REQUESTS:
**A)** In the seminar announcement, rewrite the part starting with "We are hosting" and going on through "let us know!", putting "relaxed" in place of "informal".
**B)** Write the next part of the seminar announcement, picking up right after its last line.

::: SOURCE PASSAGE

We are hosting a series of seminars presented by both visitors to the department and department members (graduate, postdoctoral, and faculty).  These seminars are meant to be informal, with many opportunities for interruptions and for asking plenty of questions.  If you are interested in presenting, or have someone in mind you would like to invite, let us know!

Upcoming seminars

18 October 2018

Location: TBD
Time: TBD

Title: Vortices and their dynamics in superfluid helium-3

Jere Mäkinen (Aalto University)

::::::
::: DATA EXTRACT

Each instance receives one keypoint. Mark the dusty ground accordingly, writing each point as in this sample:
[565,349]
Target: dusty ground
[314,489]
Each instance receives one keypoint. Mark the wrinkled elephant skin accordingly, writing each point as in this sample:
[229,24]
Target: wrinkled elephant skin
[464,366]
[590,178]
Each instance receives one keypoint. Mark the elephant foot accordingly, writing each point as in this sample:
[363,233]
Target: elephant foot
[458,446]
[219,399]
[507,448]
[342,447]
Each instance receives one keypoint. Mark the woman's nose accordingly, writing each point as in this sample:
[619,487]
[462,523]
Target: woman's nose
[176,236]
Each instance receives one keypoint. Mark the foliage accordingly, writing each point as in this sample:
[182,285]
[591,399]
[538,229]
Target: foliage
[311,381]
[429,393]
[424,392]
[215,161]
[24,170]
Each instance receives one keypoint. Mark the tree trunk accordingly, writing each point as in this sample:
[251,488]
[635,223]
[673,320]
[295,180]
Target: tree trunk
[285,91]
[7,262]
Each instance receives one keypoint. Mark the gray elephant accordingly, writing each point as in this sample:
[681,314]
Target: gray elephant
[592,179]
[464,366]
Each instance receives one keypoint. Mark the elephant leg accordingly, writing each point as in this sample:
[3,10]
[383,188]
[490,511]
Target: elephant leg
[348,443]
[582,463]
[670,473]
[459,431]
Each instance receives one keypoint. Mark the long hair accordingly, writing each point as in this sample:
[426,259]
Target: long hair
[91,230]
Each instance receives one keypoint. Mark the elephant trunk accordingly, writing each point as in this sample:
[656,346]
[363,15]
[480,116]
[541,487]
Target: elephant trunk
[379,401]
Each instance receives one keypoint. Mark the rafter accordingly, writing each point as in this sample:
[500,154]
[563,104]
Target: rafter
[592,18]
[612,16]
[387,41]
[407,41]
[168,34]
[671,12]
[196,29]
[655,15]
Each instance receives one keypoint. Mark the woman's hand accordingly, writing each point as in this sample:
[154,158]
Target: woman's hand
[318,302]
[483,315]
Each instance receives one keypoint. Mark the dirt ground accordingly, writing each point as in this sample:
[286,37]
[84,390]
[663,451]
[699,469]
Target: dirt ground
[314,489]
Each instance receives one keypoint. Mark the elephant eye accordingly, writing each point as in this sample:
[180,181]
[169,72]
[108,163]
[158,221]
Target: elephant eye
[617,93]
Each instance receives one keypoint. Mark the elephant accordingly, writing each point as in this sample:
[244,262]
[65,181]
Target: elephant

::::::

THE REPLIES:
**A)**
We are hosting a series of seminars presented by both visitors to the department and department members (graduate, postdoctoral, and faculty).  These seminars are meant to be relaxed, with many opportunities for interruptions and for asking plenty of questions.  If you are interested in presenting, or have someone in mind you would like to invite, let us know!

**B)**
Helium-3 undergoes phase transition to superfluid phase at temperatures of the order of 1 mK via spin-triplet pairing. The triplet pairing allows for multiple superfluid phases, three of which can be realized in bulk geometry. The first part of the talk concentrates on dynamics of quantized vortices in the fully-gapped topological phase, known as the B phase. In particular, I will cover experiments on the response of an equilibrium vortex lattice to perturbations such as a rapid stopping of the rotational drive (spin-down) or application of an AC component on top of the DC drive. Remarkably, the spin-down measurements show finite dissipation in the zero-temperature limit, interpreted as overheating of the vortex-core-bound fermion states by helical excitations of the vortex core. Moreover, the AC measurements reveal an energy-cascade originating from wave turbulence of quantized vortices.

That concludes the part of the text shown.